- [What is asked]:
Write out the portion of the in-batch negative training thread from "Let's assume that" to "and local_ctx_vectors[1], respectively.".

How to use in-batch negative and gold when training? #110

hongyuntw · 2021-03-05T12:11:48Z

as title
paper used in-batch negative and gold when training
but how could i setting these?

somebody can help me? thanks a lot!

vlad-karpukhin · 2021-03-08T17:36:17Z

Hi @hongyuntw ,
Can you elaborate your question please?

hongyuntw · 2021-03-10T02:42:17Z

@vlad-karpukhin

in paper, it mentioned in-batch negative when training
I wonder the code is already use this trick or not !?
because I cant find relative code on this repo
Thanks a lot !

vlad-karpukhin · 2021-03-10T04:34:14Z

Yes, this code uses in-batch negative training trick.

hongyuntw · 2021-03-10T07:31:45Z

@vlad-karpukhin
thanks!
could you tell me which code file should I modify, I want to compare performance between them.
Thank you

vlad-karpukhin · 2021-03-10T17:13:17Z

The training pipeline code with distributed loss calculation is in train_dense_encoder.py
The model code is in dpr/models/biencoder.py

robinsongh381 · 2021-03-16T14:09:51Z

Hi @vlad-karpukhin and @hongyuntw

From my understading, the implementation of in-batch negative sampling and corresponding loss is computed as follows

Let's assume that batch_size=4 and hard_negatives=1
This means that for every iteration we have 4 questions and 1 positive context and 1 hard negative context for each question, having 8 contexts in total.
Then, the local_q_vector and local_ctx_vectors from model_out are of the shape [4, dim] and [8, dim], respectively where dim=768. here
This indicates that the positive context embedding and hard negative embedding for the first question (i.e local_q_vector[0]) are local_ctx_vectors[0] and local_ctx_vectors[1], respectively.
Likewise, the positive context embedding and hard negative embedding for the second question (i.e local_q_vector[1]) are local_ctx_vectors[2] and local_ctx_vectors[3], respectively.
The same relation applies for the third and foruth question. Please see the illustrated picture below
Now loss is computed through here. Please note that in this case
- input.is_positive=[0,2,4,6]
- input.hard_negatives=[1,3,5,7]
Dot product is performed (here) between local_q_vector and local_ctx_vectors, resulting in scores of the shape [4,8] after which F.log_softmax is applied. (here)

scores = self.get_scores(q_vectors, ctx_vectors)

if len(q_vectors.size()) > 1:
    q_num = q_vectors.size(0)
    scores = scores.view(q_num, -1)

softmax_scores = F.log_softmax(scores, dim=1)

- [Given entries]:
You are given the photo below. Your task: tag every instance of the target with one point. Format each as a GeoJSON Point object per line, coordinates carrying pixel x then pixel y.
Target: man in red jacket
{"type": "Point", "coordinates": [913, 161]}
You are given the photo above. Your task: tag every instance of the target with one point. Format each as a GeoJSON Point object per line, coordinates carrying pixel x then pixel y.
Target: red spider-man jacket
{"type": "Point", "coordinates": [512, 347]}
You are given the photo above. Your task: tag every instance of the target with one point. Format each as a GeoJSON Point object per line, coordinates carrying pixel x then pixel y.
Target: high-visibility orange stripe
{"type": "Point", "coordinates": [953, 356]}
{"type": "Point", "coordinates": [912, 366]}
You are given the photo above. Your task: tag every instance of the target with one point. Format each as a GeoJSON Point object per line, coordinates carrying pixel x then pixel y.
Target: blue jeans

...

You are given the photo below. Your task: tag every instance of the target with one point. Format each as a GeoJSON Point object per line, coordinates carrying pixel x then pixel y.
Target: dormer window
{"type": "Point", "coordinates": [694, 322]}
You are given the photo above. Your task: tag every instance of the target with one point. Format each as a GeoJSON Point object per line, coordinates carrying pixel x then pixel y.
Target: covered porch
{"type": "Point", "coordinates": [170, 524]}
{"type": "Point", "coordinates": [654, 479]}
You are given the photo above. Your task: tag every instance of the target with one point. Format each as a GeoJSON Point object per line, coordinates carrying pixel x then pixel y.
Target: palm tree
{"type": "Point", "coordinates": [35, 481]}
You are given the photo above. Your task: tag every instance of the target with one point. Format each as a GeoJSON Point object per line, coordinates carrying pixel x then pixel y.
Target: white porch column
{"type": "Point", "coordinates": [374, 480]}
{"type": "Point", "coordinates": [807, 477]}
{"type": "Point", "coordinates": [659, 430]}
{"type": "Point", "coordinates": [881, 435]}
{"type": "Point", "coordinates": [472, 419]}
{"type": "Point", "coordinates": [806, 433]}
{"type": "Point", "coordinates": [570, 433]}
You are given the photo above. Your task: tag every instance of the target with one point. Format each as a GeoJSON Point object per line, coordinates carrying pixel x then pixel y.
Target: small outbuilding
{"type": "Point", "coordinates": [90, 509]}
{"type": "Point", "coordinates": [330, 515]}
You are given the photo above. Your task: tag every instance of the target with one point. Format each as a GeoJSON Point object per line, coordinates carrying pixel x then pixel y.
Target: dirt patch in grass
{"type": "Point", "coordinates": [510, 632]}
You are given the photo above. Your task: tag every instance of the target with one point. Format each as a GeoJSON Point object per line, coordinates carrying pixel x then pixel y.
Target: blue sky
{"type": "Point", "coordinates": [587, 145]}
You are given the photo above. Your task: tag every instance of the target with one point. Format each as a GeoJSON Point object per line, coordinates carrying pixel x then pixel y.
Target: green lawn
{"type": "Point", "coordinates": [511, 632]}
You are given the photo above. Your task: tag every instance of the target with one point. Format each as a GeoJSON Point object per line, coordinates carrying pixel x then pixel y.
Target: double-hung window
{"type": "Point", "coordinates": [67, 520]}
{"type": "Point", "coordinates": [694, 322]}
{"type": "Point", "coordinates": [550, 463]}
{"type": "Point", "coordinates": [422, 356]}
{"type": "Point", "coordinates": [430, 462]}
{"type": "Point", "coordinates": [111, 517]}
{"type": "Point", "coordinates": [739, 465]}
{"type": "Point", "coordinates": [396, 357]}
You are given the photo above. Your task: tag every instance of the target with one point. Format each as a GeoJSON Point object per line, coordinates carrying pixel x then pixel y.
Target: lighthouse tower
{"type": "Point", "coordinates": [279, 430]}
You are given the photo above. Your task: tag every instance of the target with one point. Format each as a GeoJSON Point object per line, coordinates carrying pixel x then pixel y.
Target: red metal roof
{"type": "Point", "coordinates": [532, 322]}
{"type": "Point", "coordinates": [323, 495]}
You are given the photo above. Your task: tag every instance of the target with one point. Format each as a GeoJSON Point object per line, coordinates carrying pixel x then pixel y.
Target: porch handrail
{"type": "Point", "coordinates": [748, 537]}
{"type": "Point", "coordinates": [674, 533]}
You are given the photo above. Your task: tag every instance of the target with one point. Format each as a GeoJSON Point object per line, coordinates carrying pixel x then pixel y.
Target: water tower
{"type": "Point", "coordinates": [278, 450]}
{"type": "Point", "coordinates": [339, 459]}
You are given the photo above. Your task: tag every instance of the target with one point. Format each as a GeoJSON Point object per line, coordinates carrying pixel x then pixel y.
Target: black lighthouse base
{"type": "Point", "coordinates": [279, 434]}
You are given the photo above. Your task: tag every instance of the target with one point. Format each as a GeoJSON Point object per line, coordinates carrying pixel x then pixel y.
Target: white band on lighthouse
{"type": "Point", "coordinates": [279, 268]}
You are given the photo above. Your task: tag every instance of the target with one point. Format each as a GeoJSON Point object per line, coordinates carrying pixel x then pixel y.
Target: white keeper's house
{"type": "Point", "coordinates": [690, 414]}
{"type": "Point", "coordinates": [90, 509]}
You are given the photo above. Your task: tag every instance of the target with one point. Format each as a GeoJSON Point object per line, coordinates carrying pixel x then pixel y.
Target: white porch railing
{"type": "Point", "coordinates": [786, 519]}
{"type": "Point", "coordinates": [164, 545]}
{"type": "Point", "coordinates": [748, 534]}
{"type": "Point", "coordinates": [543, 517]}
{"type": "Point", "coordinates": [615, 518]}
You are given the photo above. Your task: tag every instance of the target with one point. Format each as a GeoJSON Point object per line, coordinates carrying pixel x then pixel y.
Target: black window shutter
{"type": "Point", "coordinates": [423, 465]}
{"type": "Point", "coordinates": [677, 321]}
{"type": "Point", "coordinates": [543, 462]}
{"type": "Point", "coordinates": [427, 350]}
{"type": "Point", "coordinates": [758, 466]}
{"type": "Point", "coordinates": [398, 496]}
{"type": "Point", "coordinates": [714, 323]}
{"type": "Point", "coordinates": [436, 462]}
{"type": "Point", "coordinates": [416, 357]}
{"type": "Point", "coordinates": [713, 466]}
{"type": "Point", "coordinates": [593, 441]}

- [Answer to the task]:
Let's assume that batch_size=4 and hard_negatives=1
This means that for every iteration we have 4 questions and 1 positive context and 1 hard negative context for each question, having 8 contexts in total.
Then, the local_q_vector and local_ctx_vectors from model_out are of the shape [4, dim] and [8, dim], respectively where dim=768. here
This indicates that the positive context embedding and hard negative embedding for the first question (i.e local_q_vector[0]) are local_ctx_vectors[0] and local_ctx_vectors[1], respectively.